--- START ---

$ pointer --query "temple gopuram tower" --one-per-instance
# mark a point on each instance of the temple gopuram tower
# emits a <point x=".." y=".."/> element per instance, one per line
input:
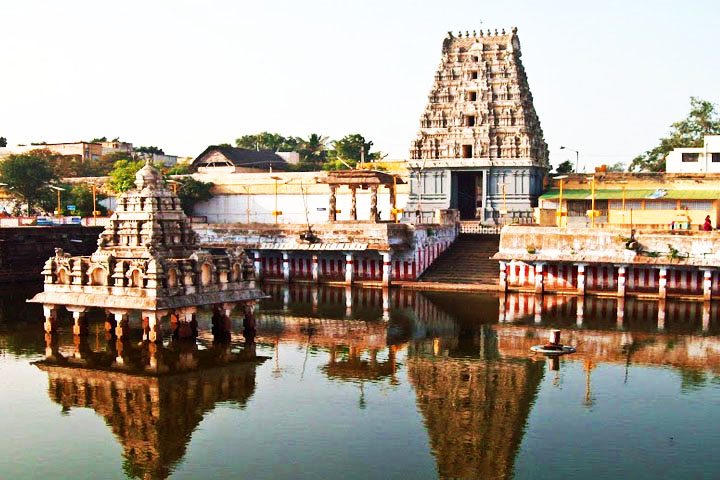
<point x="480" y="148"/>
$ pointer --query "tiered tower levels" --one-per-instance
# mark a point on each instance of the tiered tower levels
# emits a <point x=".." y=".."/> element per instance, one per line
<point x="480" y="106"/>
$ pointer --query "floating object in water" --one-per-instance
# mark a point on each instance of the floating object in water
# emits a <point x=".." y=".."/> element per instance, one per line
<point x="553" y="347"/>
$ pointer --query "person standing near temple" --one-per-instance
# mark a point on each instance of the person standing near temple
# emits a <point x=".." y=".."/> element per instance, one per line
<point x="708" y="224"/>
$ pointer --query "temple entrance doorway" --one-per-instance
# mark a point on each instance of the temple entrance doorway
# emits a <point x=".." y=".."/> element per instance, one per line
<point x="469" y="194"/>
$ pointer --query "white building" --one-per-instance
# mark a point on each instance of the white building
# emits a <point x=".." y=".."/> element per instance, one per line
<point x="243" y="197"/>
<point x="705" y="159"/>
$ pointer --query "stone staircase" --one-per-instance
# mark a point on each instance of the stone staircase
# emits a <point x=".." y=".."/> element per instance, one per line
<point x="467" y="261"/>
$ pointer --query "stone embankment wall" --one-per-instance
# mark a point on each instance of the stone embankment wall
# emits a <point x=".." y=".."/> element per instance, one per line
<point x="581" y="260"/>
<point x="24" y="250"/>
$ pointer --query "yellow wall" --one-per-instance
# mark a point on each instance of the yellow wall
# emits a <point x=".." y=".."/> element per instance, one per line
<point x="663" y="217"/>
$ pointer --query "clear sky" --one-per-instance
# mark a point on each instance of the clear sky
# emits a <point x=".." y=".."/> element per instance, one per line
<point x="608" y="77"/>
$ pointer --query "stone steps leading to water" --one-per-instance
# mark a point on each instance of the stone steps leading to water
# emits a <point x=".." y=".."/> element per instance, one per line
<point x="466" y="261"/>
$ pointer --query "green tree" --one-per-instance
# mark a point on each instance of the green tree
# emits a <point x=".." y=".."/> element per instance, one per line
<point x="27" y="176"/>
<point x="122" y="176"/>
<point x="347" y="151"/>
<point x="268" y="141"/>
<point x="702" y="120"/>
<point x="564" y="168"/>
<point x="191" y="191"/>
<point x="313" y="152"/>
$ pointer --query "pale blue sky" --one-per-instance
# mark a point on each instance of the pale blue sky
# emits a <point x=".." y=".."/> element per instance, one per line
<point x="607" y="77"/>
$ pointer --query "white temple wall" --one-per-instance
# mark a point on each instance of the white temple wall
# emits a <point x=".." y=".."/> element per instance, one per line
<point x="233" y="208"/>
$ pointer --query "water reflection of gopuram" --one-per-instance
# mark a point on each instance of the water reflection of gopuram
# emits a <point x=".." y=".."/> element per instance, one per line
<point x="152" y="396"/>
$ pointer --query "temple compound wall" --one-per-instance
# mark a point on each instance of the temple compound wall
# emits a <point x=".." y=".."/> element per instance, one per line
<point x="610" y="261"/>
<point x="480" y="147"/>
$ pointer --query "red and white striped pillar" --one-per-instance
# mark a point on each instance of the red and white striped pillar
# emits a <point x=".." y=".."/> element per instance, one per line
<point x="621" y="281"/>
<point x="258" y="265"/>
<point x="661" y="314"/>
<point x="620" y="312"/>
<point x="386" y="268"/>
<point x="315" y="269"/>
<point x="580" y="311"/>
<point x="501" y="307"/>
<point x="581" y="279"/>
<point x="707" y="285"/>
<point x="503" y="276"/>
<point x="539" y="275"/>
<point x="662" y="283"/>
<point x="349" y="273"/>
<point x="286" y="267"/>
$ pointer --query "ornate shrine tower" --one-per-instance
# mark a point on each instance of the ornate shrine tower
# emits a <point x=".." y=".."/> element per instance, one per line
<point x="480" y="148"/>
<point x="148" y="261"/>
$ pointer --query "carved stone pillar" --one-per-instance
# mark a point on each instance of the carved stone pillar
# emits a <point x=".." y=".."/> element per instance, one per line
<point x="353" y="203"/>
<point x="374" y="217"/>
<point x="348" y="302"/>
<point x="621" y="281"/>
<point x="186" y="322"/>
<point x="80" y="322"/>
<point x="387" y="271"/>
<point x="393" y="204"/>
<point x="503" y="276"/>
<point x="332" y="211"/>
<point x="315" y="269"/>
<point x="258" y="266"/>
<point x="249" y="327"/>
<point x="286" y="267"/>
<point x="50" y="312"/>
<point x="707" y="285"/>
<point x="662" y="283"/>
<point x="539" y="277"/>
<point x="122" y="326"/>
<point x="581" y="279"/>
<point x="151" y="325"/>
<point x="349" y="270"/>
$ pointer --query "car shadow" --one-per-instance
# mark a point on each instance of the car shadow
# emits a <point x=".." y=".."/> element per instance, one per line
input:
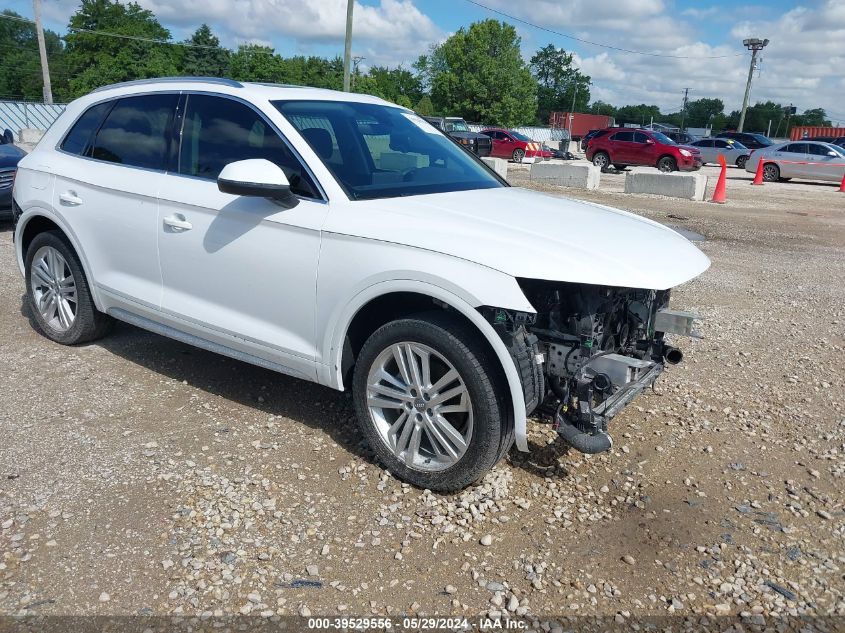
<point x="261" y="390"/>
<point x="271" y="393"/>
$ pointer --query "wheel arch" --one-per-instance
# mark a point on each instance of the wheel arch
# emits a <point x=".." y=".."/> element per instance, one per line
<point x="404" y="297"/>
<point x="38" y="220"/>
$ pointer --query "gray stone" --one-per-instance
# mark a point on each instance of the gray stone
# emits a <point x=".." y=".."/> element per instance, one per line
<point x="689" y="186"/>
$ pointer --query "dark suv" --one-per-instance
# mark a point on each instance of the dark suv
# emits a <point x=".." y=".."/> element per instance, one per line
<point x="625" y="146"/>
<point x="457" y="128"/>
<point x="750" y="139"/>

--- END ---

Each record must be set down again without alteration, and no picture may be carried over.

$ pointer --query "temple gopuram tower" --one-per-instance
# mark a point on each instance of the temple gopuram tower
# emits a <point x=".." y=".."/> element per instance, one per line
input:
<point x="480" y="148"/>
$ pointer --query "tiered tower levels" --one-per-instance
# mark a point on each instance of the tiered tower levels
# emits a <point x=".." y=".."/> element per instance, one per line
<point x="480" y="106"/>
$ pointer --query "floating object in water" --one-per-instance
# mark a point on each instance of the floating object in water
# emits a <point x=".." y=".."/> element per instance, one per line
<point x="553" y="347"/>
$ pointer --query "person standing near temple" --one-per-instance
# mark a point on each instance of the person standing near temple
# emits a <point x=".." y=".."/> element per instance, one per line
<point x="708" y="224"/>
$ pointer --query "temple entrance doorway" --one-per-instance
# mark a point on each instance of the temple entrance doorway
# emits a <point x=".." y=".."/> element per instance, one per line
<point x="469" y="194"/>
$ pointer --query "white building" --one-per-instance
# mark a point on each instance of the white building
# emits a <point x=".." y=".."/> element per instance, one per line
<point x="243" y="197"/>
<point x="705" y="159"/>
$ pointer --query "stone staircase" --one-per-instance
# mark a point on each instance of the stone staircase
# emits a <point x=".." y=".."/> element per instance, one per line
<point x="467" y="261"/>
$ pointer --query "stone embankment wall" --one-per-instance
# mark a point on each instance of the stone embankment wall
# emits a <point x=".." y=".."/> element per instance, one per line
<point x="581" y="260"/>
<point x="24" y="250"/>
$ pointer --query "yellow wall" --one-per-instance
# mark a point on each instance of the yellow wall
# emits a <point x=".." y=".."/> element per instance, one per line
<point x="663" y="217"/>
$ pointer --query "clear sky" --one-per-instance
# mark a point on each instance of the clear sky
# emits a <point x=".." y=".."/> element per instance, one per line
<point x="608" y="77"/>
$ pointer --query "stone steps leading to water" --one-per-instance
# mark a point on each instance of the stone steps leading to water
# emits a <point x=".." y=".."/> element per instance, one per line
<point x="466" y="261"/>
$ pointer --query "green tree" --one-per-instance
# mark a point on each instance of the green tree
# emits a <point x=".." y=".."/> element per instance, one per line
<point x="27" y="176"/>
<point x="122" y="176"/>
<point x="347" y="151"/>
<point x="268" y="141"/>
<point x="702" y="120"/>
<point x="564" y="168"/>
<point x="191" y="191"/>
<point x="313" y="152"/>
$ pointer --query "pale blue sky" --one-per-instance
# mark a point on each instance of the pale blue sky
# emits a <point x=".." y=".."/> element per instance, one per line
<point x="607" y="77"/>
$ pointer --query "white temple wall" --one-per-instance
# mark a point on each instance of the white temple wall
# emits a <point x=".." y=".."/> element per instance, one per line
<point x="233" y="208"/>
$ pointer --query "water reflection of gopuram" --one-per-instance
# mark a point on each instance of the water reflection of gopuram
# emits a <point x=".." y=".."/> element per instance, one per line
<point x="152" y="396"/>
$ pointer --query "temple compound wall" --one-per-instance
# mark a point on each instance of the temple compound wall
# emits a <point x=".." y=".."/> element per instance, one per line
<point x="610" y="261"/>
<point x="480" y="147"/>
$ pointer --query "red and white striped pillar" --one-per-instance
# mark a point on each instance of the red and white striped pillar
# emits a <point x=".." y=".."/> element per instance, one per line
<point x="621" y="281"/>
<point x="258" y="265"/>
<point x="661" y="314"/>
<point x="620" y="312"/>
<point x="386" y="268"/>
<point x="315" y="269"/>
<point x="580" y="311"/>
<point x="501" y="307"/>
<point x="581" y="279"/>
<point x="707" y="285"/>
<point x="503" y="276"/>
<point x="539" y="275"/>
<point x="662" y="283"/>
<point x="349" y="273"/>
<point x="286" y="267"/>
$ pointer --query "ornate shrine tower" --one-per-instance
# mark a point on each instance of the ornate shrine tower
# emits a <point x=".." y=".."/> element per instance, one per line
<point x="480" y="148"/>
<point x="148" y="261"/>
$ pointer --query "carved stone pillar" --one-per-instance
# mark a point on each instance of the carved stone pillar
# emits a <point x=".." y=".."/> element per instance, one per line
<point x="353" y="203"/>
<point x="374" y="217"/>
<point x="348" y="302"/>
<point x="621" y="281"/>
<point x="186" y="322"/>
<point x="80" y="322"/>
<point x="387" y="271"/>
<point x="393" y="204"/>
<point x="503" y="276"/>
<point x="332" y="211"/>
<point x="315" y="269"/>
<point x="258" y="266"/>
<point x="249" y="327"/>
<point x="286" y="267"/>
<point x="50" y="312"/>
<point x="707" y="285"/>
<point x="662" y="283"/>
<point x="539" y="277"/>
<point x="122" y="326"/>
<point x="581" y="279"/>
<point x="151" y="325"/>
<point x="349" y="270"/>
$ pointer --query "car shadow" --one-per-instance
# mark a point on each instance of the car shadow
# emits a <point x=".." y=".."/> element per instance, one per line
input:
<point x="261" y="390"/>
<point x="271" y="393"/>
$ pointer --query "wheel arch" --one-per-instance
# mark a point on each instance of the wheel arch
# emits a <point x=".." y=".."/> element per instance, one per line
<point x="404" y="297"/>
<point x="38" y="220"/>
$ pointer --query "gray stone" --one-per-instance
# mark a point on each instance of the gray stone
# emits a <point x=".." y=".."/> element per instance, one per line
<point x="689" y="186"/>
$ pointer --query "dark suv" --one-per-instance
# mark a point on each instance of the dark suv
# emits a <point x=".." y=".."/> element per instance, one per line
<point x="625" y="146"/>
<point x="457" y="128"/>
<point x="750" y="139"/>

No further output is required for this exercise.